● **Work to do**
List every line in the records below that contains the string "blue", copying each such line in full.

[START Data lines]

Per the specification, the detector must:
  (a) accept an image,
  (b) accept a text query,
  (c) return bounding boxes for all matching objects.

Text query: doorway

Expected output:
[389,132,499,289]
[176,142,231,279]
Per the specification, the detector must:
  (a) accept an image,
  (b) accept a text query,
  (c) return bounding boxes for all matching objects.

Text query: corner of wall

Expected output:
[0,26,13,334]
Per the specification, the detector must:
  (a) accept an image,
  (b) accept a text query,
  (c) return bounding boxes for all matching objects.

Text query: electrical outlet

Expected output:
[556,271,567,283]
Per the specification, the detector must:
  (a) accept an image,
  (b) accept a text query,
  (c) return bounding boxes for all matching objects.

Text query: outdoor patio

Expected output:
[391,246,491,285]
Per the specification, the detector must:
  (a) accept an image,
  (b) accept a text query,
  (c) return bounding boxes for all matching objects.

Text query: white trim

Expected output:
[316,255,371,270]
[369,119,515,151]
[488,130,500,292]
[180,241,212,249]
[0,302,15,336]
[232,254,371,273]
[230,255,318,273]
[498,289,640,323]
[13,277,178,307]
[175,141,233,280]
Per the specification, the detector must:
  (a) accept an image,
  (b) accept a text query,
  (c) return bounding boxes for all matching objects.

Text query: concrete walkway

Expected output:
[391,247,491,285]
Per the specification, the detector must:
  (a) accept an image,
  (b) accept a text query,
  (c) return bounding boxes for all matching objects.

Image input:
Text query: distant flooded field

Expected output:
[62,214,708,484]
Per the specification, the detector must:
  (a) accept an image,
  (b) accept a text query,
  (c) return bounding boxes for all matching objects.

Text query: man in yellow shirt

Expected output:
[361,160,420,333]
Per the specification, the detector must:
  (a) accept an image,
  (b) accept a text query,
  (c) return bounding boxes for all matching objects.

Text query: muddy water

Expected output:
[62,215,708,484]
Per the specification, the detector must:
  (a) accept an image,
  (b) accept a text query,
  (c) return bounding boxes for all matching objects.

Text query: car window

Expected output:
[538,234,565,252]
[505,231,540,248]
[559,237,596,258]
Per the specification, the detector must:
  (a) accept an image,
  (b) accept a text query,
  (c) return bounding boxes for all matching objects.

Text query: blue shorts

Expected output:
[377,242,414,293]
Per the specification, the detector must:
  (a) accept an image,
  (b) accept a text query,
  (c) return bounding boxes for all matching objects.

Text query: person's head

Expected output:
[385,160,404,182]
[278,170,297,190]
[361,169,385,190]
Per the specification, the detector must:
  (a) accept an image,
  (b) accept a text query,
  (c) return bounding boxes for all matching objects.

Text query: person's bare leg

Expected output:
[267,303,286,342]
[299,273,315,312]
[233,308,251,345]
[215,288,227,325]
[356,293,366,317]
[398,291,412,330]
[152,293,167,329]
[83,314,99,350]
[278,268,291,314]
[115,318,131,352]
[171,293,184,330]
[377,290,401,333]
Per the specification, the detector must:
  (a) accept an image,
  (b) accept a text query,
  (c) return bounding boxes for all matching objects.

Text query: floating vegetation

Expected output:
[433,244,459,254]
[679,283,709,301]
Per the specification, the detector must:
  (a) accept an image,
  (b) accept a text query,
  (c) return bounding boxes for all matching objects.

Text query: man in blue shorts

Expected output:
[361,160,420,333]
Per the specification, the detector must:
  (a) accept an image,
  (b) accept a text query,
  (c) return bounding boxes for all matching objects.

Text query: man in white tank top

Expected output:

[END Data lines]

● **Written solution**
Text query: blue shorts
Text query: man in blue shorts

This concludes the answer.